(Dataset records)
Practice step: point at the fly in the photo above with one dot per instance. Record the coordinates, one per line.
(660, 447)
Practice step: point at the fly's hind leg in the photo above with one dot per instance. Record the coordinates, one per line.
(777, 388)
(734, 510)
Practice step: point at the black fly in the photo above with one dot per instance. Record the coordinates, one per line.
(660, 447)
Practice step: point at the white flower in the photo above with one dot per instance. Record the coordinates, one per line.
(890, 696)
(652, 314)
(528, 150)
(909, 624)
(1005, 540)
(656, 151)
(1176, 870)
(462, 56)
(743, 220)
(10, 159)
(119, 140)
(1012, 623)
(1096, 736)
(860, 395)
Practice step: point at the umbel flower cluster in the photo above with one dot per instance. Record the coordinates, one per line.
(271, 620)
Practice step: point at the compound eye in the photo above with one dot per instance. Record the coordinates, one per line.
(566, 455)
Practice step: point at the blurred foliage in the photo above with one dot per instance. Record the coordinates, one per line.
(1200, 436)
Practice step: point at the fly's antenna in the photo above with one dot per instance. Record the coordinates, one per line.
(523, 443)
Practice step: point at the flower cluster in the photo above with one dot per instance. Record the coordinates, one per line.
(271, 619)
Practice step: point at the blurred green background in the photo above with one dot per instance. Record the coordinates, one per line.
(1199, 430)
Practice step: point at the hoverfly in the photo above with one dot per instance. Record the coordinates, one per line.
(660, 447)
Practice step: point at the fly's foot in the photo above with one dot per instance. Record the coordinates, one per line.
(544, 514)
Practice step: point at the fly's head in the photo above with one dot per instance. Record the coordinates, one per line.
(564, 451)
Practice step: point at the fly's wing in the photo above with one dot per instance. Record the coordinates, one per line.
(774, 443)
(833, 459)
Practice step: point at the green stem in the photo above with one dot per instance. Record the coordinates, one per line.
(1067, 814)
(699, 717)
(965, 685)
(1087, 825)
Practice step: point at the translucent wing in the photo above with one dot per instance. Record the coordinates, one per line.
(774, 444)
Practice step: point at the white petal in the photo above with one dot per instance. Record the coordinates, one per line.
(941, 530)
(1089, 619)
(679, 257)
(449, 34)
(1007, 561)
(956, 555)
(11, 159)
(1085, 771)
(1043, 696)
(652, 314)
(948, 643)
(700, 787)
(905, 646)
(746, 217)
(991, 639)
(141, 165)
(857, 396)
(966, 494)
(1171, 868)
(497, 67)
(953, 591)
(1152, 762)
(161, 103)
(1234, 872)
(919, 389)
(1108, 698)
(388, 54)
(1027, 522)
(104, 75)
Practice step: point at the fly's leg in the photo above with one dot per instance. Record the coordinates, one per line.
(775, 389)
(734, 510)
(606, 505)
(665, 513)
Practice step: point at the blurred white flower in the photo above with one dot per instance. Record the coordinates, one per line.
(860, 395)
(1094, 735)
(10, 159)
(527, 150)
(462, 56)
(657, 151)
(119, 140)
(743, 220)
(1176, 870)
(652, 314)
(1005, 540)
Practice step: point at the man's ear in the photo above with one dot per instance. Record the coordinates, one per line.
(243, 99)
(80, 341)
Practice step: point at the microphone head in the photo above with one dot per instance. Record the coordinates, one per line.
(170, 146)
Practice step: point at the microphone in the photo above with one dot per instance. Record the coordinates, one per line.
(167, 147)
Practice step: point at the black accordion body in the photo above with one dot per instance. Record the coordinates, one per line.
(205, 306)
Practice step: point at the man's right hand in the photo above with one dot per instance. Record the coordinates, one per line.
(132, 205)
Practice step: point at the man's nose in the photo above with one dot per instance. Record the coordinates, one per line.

#### [Required work]
Exactly as they appear above, return all of the records.

#### [Task answer]
Practice step: point at the fly in the photo above with one dot per instance. Record the coordinates, one per line.
(660, 447)
Practice step: point at the fly's hind leg in the photo above with one dot per instance. Record the coordinates, one per line.
(777, 388)
(734, 510)
Practice step: point at the black fly in the photo above with one dot per instance. Record the coordinates, one per line.
(660, 447)
Practice step: point at the white flower in the photo above with one dot per instance. Record the coordinates, one per line.
(890, 696)
(652, 314)
(528, 150)
(909, 624)
(1005, 540)
(656, 151)
(1176, 870)
(462, 56)
(743, 220)
(10, 159)
(119, 140)
(1012, 623)
(1096, 736)
(860, 395)
Practice step: point at the umbel flower cluster in the photo above with one dot per instance. Record the coordinates, one per line.
(271, 620)
Practice step: point at the compound eye in the photo above with one dot per instance. Record the coordinates, one per line.
(566, 455)
Practice step: point at the blurred foliage in the photo above with one dot per instance. Record the coordinates, one per line.
(1200, 436)
Practice step: point at the fly's antenna in the photo above with one dot per instance. Record the coordinates, one per line.
(523, 443)
Practice step: point at the flower cluster in the photo above with one dot per instance. Record the coordinates, one per line.
(271, 619)
Practice step: point at the blurred green background in the photo above with one dot per instance. Record the coordinates, one per line.
(1199, 430)
Practice step: point at the hoverfly in the photo above with one dot per instance. Record the coordinates, one per line.
(660, 447)
Practice step: point at the fly's foot in the photo above with one dot per instance. Record the coordinates, one per line.
(544, 514)
Practice step: point at the fly's head in the photo above with one dot per instance. Record the coordinates, one per line.
(564, 451)
Practice step: point at the fly's wing in the photo above with one dot per instance. Record the coordinates, one per line.
(774, 443)
(833, 459)
Practice step: point at the green stem in the photo above with one dot per instance. Record the coordinates, one per line.
(1067, 814)
(699, 717)
(965, 685)
(1087, 825)
Practice step: point at the translucent wing in the photo above with one dot per instance. Record the coordinates, one per line.
(774, 444)
Practice step: point at the white petal in the photo above with one dot per instance. Record the coordinates, one per line.
(941, 530)
(1089, 619)
(679, 257)
(449, 34)
(1007, 561)
(956, 555)
(11, 159)
(1085, 771)
(1043, 696)
(652, 314)
(948, 643)
(700, 787)
(905, 646)
(746, 217)
(991, 639)
(141, 165)
(857, 396)
(966, 494)
(1171, 868)
(497, 67)
(953, 591)
(1152, 762)
(161, 103)
(1234, 872)
(919, 389)
(1108, 698)
(388, 54)
(1027, 522)
(104, 75)
Practice step: point at the fly's leg in the photo above with one dot per instance. Record the coordinates, one per line.
(775, 389)
(734, 510)
(606, 505)
(665, 513)
Practice step: point at the blurred white flower in the photo above with one dot per instance. Record the coordinates, one per line.
(860, 395)
(1094, 735)
(10, 159)
(527, 150)
(462, 56)
(657, 151)
(119, 140)
(743, 220)
(1176, 870)
(652, 314)
(1005, 540)
Practice step: point at the man's ear in the photo above with one dot per instance. Record the coordinates, one per line.
(243, 99)
(80, 341)
Practice step: point at the microphone head in the photo above with one dot per instance. Record the coordinates, one per line.
(170, 146)
Practice step: point at the microphone in the photo above with one dot per instance. Record the coordinates, one per line.
(167, 147)
Practice step: point at the black accordion body in the photo above with one dot per instance. Record the coordinates, one per line.
(205, 306)
Practice step: point at the man's right hand in the photo above with one dot per instance. Record the coordinates, one per line.
(132, 205)
Practice step: point at the man's nose in the photo above with one dot per instance. Record the coordinates, one per line.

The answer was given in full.